Exercise objective:
Copy out every line of the entries below that contains the word "jacket".

Data rows:
----------------------------------------
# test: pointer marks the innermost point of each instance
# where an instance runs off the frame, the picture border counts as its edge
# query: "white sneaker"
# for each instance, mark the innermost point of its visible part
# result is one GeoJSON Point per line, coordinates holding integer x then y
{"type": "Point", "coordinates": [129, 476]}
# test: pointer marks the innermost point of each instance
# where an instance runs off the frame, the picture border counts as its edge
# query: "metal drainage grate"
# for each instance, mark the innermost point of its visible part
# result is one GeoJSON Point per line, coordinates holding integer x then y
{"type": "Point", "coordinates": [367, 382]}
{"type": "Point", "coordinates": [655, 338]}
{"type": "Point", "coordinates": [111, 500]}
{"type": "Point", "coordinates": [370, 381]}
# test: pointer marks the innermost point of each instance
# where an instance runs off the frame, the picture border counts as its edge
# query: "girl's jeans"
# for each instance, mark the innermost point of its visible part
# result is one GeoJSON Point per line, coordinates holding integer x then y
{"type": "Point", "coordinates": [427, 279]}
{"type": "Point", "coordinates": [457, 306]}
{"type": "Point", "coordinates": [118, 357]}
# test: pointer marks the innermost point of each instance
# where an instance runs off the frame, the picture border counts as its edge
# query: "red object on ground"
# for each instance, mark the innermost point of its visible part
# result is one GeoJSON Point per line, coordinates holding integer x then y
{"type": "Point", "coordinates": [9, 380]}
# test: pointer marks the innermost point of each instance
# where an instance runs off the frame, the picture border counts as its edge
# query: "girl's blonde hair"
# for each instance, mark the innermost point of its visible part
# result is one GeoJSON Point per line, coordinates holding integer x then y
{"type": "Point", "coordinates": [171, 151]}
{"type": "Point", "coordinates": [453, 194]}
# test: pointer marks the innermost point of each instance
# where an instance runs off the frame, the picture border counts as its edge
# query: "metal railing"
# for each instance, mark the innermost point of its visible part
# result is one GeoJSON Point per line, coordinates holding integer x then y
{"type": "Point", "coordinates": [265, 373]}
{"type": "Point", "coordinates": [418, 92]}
----------------------------------------
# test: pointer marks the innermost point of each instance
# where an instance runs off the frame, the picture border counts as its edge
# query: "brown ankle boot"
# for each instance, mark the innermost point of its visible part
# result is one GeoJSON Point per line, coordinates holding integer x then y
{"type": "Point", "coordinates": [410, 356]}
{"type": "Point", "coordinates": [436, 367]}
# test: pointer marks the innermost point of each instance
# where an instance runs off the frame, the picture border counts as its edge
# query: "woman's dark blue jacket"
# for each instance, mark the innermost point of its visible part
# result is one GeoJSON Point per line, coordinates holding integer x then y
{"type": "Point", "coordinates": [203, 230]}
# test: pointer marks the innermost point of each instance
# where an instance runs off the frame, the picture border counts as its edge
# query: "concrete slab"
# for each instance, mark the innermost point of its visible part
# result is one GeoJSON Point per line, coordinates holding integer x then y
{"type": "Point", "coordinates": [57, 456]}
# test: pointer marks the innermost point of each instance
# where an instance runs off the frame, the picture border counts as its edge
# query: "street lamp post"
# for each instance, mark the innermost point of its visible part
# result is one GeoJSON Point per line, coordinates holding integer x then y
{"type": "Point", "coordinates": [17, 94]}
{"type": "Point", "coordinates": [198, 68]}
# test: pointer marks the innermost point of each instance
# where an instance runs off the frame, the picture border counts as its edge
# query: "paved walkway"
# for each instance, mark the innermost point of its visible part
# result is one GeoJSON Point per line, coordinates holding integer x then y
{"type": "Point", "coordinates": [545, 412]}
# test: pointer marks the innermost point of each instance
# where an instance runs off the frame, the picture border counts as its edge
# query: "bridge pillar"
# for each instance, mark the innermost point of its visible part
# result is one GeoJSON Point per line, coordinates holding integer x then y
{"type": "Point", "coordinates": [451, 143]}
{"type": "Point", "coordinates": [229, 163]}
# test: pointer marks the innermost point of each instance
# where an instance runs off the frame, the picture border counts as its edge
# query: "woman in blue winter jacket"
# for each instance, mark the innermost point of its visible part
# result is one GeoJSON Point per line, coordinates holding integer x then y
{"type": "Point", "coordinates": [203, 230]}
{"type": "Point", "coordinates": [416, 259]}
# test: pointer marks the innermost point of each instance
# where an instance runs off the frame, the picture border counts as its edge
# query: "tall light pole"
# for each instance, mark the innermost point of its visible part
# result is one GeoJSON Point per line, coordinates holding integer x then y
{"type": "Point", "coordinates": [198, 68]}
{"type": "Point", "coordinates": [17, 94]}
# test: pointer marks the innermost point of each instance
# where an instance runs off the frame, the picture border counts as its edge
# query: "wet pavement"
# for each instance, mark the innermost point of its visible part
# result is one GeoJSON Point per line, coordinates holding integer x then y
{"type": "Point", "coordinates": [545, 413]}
----------------------------------------
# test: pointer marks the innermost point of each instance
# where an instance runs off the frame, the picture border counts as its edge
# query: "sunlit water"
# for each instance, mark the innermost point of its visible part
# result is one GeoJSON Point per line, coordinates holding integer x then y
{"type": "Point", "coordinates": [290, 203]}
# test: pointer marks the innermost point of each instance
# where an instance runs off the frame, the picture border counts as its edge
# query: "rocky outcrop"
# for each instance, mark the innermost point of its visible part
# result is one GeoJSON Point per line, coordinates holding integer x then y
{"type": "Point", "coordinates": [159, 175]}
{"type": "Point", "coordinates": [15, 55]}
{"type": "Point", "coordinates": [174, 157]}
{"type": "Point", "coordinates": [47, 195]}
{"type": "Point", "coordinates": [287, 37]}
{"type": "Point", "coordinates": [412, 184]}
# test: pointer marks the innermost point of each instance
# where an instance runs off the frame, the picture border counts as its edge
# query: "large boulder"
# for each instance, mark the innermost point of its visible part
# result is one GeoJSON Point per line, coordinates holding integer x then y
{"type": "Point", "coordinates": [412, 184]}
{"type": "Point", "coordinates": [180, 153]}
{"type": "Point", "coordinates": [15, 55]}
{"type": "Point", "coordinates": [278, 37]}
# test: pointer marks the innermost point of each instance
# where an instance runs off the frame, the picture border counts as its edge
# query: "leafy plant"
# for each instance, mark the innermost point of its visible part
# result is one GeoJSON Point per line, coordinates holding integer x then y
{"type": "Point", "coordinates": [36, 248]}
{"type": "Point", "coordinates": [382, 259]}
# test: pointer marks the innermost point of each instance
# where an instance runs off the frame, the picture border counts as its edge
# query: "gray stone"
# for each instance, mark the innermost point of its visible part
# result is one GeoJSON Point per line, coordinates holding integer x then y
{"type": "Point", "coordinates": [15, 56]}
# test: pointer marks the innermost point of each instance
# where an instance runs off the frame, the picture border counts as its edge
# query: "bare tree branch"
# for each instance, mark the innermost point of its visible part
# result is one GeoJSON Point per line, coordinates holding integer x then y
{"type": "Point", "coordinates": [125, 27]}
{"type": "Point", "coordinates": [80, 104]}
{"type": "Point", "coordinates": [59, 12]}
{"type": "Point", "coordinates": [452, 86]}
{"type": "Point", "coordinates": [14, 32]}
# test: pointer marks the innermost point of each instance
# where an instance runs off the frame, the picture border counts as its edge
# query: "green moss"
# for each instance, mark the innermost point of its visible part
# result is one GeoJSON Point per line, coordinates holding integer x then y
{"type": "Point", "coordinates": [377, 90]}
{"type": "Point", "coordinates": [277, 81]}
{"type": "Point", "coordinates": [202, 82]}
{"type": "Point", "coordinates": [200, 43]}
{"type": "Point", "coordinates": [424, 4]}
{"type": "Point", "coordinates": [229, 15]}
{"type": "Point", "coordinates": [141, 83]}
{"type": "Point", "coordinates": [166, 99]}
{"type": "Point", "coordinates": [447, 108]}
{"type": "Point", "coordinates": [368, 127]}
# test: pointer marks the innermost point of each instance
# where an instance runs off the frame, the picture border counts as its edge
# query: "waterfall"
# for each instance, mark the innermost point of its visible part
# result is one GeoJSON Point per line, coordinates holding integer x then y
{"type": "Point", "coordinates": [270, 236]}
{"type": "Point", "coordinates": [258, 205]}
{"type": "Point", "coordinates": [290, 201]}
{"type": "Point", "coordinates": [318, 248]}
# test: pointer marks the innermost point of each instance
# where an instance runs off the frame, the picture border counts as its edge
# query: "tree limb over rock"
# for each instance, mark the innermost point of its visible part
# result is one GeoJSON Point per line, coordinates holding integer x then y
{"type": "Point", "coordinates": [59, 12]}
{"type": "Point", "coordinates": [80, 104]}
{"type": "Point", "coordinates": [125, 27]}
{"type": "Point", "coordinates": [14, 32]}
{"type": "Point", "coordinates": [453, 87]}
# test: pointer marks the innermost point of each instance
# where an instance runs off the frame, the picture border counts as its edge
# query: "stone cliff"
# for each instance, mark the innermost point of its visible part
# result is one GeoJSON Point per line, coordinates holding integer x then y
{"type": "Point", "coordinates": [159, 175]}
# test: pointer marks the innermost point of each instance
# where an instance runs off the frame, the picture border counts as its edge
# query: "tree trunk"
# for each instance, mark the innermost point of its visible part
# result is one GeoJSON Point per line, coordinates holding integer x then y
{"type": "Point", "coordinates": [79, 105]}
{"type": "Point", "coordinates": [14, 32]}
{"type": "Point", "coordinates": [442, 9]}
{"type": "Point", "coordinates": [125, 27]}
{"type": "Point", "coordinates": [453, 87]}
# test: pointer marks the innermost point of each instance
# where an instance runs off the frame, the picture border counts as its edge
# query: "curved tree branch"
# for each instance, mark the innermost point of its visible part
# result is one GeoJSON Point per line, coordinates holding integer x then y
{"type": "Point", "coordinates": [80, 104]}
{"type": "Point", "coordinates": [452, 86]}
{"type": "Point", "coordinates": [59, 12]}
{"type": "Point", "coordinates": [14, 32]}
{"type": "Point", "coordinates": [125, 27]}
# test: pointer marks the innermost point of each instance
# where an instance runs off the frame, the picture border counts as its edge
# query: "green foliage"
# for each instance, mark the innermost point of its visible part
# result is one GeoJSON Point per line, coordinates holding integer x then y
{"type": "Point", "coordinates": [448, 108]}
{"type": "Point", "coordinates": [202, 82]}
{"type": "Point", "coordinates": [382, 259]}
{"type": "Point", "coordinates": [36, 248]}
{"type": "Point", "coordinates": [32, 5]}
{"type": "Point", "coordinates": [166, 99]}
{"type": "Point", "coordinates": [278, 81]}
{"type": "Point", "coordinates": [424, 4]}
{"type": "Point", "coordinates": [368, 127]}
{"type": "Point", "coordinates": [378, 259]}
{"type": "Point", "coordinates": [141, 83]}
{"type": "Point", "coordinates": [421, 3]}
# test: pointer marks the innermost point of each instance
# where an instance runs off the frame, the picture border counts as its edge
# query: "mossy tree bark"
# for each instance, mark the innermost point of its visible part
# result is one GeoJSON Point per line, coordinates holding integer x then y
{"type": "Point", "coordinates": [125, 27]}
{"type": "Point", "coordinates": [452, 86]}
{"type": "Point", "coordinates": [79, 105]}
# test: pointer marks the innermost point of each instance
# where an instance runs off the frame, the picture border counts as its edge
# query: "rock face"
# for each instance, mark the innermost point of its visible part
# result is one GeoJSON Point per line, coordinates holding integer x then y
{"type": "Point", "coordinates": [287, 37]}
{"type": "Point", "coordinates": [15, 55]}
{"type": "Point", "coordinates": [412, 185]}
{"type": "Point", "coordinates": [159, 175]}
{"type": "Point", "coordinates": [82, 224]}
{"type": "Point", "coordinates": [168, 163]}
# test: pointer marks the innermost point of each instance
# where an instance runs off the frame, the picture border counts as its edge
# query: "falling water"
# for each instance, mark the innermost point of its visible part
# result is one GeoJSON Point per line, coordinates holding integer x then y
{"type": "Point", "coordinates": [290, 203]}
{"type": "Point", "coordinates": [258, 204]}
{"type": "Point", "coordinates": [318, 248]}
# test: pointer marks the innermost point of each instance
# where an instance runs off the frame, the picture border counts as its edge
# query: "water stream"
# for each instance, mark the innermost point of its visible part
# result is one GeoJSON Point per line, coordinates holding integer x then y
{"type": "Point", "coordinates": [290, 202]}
----------------------------------------
Result of this exercise:
# query: "woman's dark blue jacket"
# query: "woman in blue winter jacket"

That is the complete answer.